▶ Exercise task a
How would you put this sentence from the passage on zazen and the Lotus Sutra into Spanish: "The acts of chanting, breathing, sitting with its sounds reveal the sutra’s message for each individual."?

-- Begin Passage to read --

After sitting zazen in the frigid air as long as we can stand it, we find our way to the kitchen, where we nibble a cookie, sip hot brown Kuchika Twig tea and get to know her—Jun-San. We speak of peace walks and meditation and the essence of the Lotus Sutra.

My companion says, Ever since I first heard Na-Mu-Myo-Ho-Ren-Ge-Kyo, I have wondered what the words meant.

She answers that it comes from the Buddha’s last teaching, where he moved from the internal, concentration on just the self, to concentration on the other, the community  (something about the Golden Rule). She added: But really, you should not look to others’ translations because then the meaning does not come from within.

The acts of chanting, breathing, sitting with its sounds reveal the sutra’s message for each individual.

We laugh over it later: Here you spent forty-some years pondering, in search of what you thought was a mysterious, erudite, complex and distant definition, and she tells you you’ve had it inside all along!

My acts of weeping, seeking color, meditating on life, breathing, walking and sitting with moments regardless of their pain or joy—reveal the meaning of those acts and moments for me. Wisdom inside of me all along. Color inside of me all along.

Now my stomach and heart don’t go sour when I see the gray light over the gray hills and gray snow. Spring will come.

Buddha statue at Kripalu, October 2013. The answer is inside of you.

-- End Passage to read --
-- Begin Records shown --

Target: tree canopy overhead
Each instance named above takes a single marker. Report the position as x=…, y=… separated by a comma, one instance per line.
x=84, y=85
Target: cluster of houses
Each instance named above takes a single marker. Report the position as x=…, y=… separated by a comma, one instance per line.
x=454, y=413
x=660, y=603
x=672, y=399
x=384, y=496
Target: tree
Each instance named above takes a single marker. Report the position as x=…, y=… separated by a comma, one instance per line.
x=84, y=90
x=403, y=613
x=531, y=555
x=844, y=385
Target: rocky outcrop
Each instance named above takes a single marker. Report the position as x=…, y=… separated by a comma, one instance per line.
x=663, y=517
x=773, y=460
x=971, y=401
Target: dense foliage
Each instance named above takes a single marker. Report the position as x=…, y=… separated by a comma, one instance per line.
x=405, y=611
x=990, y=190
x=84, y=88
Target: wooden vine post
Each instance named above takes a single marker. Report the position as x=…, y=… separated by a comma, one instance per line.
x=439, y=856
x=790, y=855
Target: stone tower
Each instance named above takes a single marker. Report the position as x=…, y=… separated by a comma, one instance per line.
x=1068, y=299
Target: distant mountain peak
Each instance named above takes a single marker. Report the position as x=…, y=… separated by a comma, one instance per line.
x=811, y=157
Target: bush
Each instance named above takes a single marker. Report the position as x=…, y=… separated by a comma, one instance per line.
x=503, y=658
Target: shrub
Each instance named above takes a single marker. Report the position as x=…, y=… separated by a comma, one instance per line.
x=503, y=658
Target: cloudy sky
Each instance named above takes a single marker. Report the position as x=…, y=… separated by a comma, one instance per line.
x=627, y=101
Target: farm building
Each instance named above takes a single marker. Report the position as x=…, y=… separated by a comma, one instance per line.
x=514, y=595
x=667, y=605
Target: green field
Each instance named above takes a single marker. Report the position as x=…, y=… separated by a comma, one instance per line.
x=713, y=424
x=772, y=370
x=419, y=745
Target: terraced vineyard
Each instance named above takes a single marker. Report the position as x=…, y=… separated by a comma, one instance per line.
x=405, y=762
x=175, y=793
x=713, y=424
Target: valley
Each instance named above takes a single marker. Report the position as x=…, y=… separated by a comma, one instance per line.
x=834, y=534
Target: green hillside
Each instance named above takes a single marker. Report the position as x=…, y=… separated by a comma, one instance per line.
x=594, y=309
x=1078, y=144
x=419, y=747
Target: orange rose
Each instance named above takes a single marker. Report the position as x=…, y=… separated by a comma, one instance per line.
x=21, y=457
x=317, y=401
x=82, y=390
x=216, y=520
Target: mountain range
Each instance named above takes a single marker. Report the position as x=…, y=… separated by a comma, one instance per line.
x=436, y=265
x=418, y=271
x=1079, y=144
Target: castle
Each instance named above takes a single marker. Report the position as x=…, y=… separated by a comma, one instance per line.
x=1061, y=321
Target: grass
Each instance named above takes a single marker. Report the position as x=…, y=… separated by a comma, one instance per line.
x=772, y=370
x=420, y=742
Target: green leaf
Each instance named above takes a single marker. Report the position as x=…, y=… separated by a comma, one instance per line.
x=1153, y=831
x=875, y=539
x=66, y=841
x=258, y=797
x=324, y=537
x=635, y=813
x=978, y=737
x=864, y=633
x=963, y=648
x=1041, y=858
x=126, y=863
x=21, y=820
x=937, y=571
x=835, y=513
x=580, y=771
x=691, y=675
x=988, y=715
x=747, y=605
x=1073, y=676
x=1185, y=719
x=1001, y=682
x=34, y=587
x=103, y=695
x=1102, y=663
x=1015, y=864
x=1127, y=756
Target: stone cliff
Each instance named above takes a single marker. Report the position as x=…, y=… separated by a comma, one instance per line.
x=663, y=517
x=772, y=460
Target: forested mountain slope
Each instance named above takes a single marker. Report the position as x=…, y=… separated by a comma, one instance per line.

-- End Records shown --

▶ Exercise task b
Can you pull from the records, word for word, the lines that begin at the one containing "Target: green hillside" and stop after the one containing "x=1061, y=321"?

▶ Solution a
Los actos de cantar, respirar, sentarse con sus sonidos revelan el mensaje del sutra para cada individuo.

▶ Solution b
Target: green hillside
Each instance named above takes a single marker. Report the position as x=…, y=… separated by a comma, one instance per line.
x=594, y=309
x=1078, y=144
x=419, y=747
Target: orange rose
Each instance named above takes a single marker. Report the position as x=…, y=… separated by a comma, one instance per line.
x=21, y=457
x=317, y=401
x=82, y=390
x=216, y=520
Target: mountain range
Each instance named above takes a single marker. Report the position as x=…, y=… separated by a comma, one instance per line.
x=436, y=265
x=418, y=271
x=1079, y=144
Target: castle
Each instance named above takes a single marker. Report the position as x=…, y=… separated by a comma, one instance per line.
x=1061, y=321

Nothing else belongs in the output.